WORK ITEM: After locating the line that contains "Target: white road marking" in the data below, set down exactly that line and each one after it through the line that contains "Target: white van", and nothing more.

SUPPLIED MATERIAL:

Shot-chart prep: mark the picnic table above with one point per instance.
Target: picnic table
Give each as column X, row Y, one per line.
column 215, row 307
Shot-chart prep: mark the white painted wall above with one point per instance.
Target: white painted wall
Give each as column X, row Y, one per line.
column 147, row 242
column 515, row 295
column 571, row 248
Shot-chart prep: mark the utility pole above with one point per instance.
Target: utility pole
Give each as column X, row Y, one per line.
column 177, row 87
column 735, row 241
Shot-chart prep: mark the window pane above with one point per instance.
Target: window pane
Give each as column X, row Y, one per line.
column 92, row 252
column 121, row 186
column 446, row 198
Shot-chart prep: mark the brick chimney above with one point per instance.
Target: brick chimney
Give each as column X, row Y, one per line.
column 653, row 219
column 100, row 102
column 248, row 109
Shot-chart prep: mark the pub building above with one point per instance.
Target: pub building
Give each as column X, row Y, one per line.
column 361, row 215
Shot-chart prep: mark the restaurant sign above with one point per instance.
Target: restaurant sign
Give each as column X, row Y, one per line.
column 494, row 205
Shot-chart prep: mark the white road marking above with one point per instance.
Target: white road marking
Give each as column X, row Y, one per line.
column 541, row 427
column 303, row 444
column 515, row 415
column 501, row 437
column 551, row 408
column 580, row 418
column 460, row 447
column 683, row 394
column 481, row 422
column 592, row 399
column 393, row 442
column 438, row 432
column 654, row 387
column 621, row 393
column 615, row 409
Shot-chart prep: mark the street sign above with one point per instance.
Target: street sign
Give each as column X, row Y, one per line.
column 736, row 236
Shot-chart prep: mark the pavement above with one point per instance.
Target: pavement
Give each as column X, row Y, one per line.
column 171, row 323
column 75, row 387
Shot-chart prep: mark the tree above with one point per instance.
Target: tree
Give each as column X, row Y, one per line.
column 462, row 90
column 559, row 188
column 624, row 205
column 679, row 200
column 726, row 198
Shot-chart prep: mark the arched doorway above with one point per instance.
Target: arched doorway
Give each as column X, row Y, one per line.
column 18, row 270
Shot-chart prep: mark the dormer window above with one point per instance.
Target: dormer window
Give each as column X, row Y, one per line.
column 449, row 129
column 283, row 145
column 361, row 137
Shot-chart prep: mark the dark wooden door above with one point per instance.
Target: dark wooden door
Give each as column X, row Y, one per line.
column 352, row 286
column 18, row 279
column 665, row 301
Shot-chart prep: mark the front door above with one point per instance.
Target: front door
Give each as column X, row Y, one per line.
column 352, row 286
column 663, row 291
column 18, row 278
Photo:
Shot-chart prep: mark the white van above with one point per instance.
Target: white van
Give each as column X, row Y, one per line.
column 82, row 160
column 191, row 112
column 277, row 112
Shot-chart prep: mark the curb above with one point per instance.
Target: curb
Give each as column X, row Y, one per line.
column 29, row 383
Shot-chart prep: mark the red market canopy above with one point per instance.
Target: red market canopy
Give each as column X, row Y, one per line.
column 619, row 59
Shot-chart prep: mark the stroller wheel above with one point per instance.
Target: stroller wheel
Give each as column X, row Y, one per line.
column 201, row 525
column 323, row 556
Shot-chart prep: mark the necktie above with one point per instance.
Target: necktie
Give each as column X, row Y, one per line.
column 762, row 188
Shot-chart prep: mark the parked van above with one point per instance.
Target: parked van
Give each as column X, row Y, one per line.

RESPONSE AREA:
Target: white road marking
Give each as column X, row Y, one per line.
column 541, row 427
column 303, row 444
column 515, row 415
column 501, row 437
column 551, row 408
column 580, row 418
column 460, row 447
column 683, row 394
column 481, row 422
column 592, row 399
column 393, row 442
column 438, row 432
column 654, row 387
column 621, row 393
column 615, row 409
Shot-chart prep: mark the street sign above with one point per instance.
Target: street sign
Give each as column X, row Y, one per line.
column 736, row 236
Shot-chart prep: mark the pavement above with one point per instance.
Target: pavement
Give each as column X, row Y, one per line.
column 171, row 323
column 75, row 387
Shot-chart prep: mark the tree above with one point per instance.
Target: tree
Give each as column X, row Y, one per line.
column 462, row 90
column 559, row 188
column 624, row 205
column 679, row 200
column 726, row 198
Shot-chart prep: mark the arched doorway above with one point per instance.
Target: arched doorway
Give each as column X, row Y, one per line.
column 18, row 270
Shot-chart prep: mark the dormer window above with one point per instance.
Target: dormer window
Give each as column X, row Y, one per line.
column 449, row 129
column 283, row 145
column 361, row 137
Shot-chart prep: mark the dark wooden door above with one point per instance.
Target: dark wooden door
Give each as column X, row Y, one per line.
column 352, row 286
column 18, row 279
column 665, row 301
Shot-chart prep: mark the front door above with one point per instance.
Target: front door
Give each as column X, row Y, one per line.
column 352, row 286
column 663, row 291
column 18, row 278
Photo:
Shot-chart prep: mark the white van above with one point per instance.
Target: white van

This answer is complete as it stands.